(Dataset excerpts on object pointing)
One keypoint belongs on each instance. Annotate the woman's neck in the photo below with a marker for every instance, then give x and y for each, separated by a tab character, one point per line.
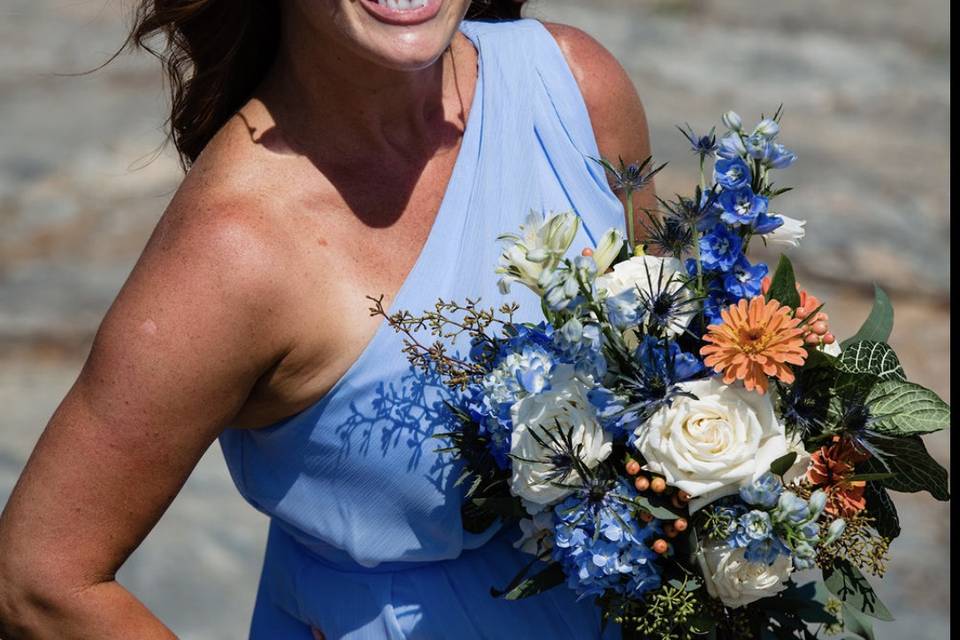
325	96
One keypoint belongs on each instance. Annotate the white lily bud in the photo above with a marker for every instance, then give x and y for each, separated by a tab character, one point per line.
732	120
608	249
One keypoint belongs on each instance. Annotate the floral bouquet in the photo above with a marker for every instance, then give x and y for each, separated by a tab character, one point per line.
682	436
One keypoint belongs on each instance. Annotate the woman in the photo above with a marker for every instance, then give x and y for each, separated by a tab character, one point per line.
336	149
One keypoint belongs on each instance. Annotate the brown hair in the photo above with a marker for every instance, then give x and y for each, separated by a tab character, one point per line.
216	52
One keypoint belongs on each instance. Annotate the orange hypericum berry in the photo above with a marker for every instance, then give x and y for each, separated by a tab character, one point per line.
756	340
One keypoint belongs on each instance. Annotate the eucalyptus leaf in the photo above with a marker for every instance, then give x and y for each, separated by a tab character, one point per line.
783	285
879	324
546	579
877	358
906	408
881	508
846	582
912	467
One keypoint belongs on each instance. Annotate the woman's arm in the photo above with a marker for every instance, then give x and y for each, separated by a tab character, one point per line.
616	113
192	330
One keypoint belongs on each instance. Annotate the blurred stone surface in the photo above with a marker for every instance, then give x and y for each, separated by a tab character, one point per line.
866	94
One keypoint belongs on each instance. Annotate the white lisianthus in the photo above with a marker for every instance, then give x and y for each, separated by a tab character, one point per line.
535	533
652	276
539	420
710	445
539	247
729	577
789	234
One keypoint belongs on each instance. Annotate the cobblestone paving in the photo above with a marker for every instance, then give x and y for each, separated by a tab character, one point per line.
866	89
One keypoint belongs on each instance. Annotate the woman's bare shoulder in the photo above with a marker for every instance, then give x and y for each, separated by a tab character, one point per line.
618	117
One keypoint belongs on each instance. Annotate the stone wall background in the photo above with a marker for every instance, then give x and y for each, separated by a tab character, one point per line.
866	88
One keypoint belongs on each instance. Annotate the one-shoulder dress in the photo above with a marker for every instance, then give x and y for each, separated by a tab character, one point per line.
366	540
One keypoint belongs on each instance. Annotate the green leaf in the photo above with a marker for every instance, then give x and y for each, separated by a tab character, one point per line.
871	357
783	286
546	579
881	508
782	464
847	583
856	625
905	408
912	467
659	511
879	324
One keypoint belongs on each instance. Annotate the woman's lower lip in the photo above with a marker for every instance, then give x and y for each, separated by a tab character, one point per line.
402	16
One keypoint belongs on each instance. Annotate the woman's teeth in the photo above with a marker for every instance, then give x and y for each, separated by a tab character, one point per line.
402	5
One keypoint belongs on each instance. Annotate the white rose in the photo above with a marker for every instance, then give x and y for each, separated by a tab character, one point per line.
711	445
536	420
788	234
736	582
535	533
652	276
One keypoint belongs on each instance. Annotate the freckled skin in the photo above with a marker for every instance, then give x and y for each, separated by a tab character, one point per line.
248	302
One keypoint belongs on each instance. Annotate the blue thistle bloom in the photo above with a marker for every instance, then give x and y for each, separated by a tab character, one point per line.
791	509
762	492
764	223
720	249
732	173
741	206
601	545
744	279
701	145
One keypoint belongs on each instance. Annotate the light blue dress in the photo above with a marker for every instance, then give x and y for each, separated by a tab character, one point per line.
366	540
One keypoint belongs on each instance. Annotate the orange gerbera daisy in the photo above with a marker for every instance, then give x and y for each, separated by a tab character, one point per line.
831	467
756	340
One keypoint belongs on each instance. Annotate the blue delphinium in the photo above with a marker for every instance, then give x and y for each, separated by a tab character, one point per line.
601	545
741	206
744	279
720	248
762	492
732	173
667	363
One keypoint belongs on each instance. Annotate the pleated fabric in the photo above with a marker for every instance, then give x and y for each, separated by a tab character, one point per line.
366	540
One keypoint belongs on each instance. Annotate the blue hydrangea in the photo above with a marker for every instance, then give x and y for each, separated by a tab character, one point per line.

__WORK TO COMPLETE__: Return the entries unchanged, save for the pictures, which do not belong in the copy.

__FINISHED TASK__:
One keypoint belongs on each instance. Annotate the woman's neck in the photo below with a marker for every instance, then give x and y for each, separated by a tab character, one point per line.
325	96
One keypoint belongs on each instance. Annotate the white lily bud in the photo above with a marker for every instance, then give x and y for each, separated by a tab character, one point per line.
732	120
608	249
One keypoint belongs on each instance. Annotate the floral bouquet in the photo above with a marker for every instance, then give x and y for each, separated by a tab character, one point per line.
682	436
One keypoint belongs on each instance. Annotate the woman in the photo above with a marker for every instance, then give x and y for each, separated by a tab character, one point per line.
336	149
One keypoint belongs on each instance. Annotate the brown hair in the photo above with a marker for every instance, then give x and y for each, separated by a tab character, one point per line.
216	52
One keypoint belongs on each instance. Annotate the orange hypericum berry in the photo above with a marker for every instance, then give x and y for each, separated by a tab character, one point per line.
756	340
One keypoint belongs on each instance. Annotate the eucalyptus leaf in the photo above with a marker for every instance, then give x and y for each, separated by a tab character, one point per line.
783	285
879	324
546	579
877	358
906	408
881	508
846	582
912	467
One keypoint belongs on each instance. Annotate the woman's arm in the photo above with a marker for every instance, then give x and y for each, separated by a tab character, one point per line.
616	113
192	330
One keypoint belongs on each instance. Annotate the blurred stone surface in the photo above with a marker for every instance, then give x and y for each, separated by a tab character, one point per line.
866	94
One keypoint belongs on each instance. Annotate the white lisianthus in the photo above with a marker for every instance, then give x and y for each, separated by a tab character, one point per line.
535	533
652	276
539	420
710	445
539	247
729	577
789	234
One keypoint belongs on each instance. Annotate the cobblestone paving in the photo above with a marker for every instance, then give x and y for each, separated by a tab character, one point per line.
866	89
One keypoint belongs on each instance. Annotate the woman's bare shoulder in the photo above with a marker for every instance, then give x and y for each, separated by a tab character, one point per line.
618	117
One keypoint belongs on each instance. Annotate the stone wall background in the photo above with a marker for every instance, then give x and y for each, separated by a tab character, one point per line.
866	88
One keypoint belongs on each instance. Annotate the one-shoulder dress in the photo above with a marker for every instance, then give x and y for each, separated by a tab character, one point per line.
366	540
One keypoint belongs on each instance. Annotate the green leaf in the photo above with a marker for every instance, then give x and y for each, separated by a tab character, one point per line.
871	357
783	286
546	579
881	508
782	464
847	583
856	625
905	408
912	467
659	511
879	324
One keypoint belongs on each instance. Annotate the woman's lower lip in the photo above with a marker for every instance, then give x and y for each, separated by a tab character, one point per line.
402	16
One keypoint belongs on each instance. Annotate the woman's teeth in the photo above with a marker for every instance, then give x and y for each, separated by a tab character, one point per line.
402	5
One keypoint belongs on each instance. Annotate the white rose in the photo above with a marker for every instance, then give x and y for each, separated by a tab character, one point per line.
711	445
536	420
788	234
736	582
535	533
652	276
One keypoint belongs on each instance. Annotate the freckled skin in the photo above with a marker for every instance, then give x and y for each, separated by a tab character, one point per line.
248	302
One keypoint belongs on each instance. Annotate the blue thistle bloom in the photo above with a marker for every instance, then give x and y for each, separated by a tab character, one point per line.
791	509
762	492
764	223
720	249
732	173
741	206
601	545
744	279
701	145
One keypoint belongs on each instance. Annotate the light blue dress in the photo above with a marker for every instance, then give x and y for each, separated by a tab character, one point per line.
366	540
One keypoint belongs on each instance. Annotate the orange gerbera daisy in the photo above with a marker for every instance, then give x and y for each, separated by a tab character, one point per line.
831	467
756	340
One keypoint belongs on each instance. Annotate the blue delphinium in the photo above with a marker for every instance, then give x and y for each, separated by a tab character, one point per line.
601	545
741	206
744	279
720	248
762	492
732	173
667	363
One keypoint belongs on each instance. Annotate the pleated fabric in the photo above with a marker for every instance, then give x and y for each, separated by a tab character, one point per line.
366	540
One keypoint belongs on each instance. Annotate the blue hydrangea in the photo above with a marker for every instance, then give x and y for each, separated by a tab character, one point per line.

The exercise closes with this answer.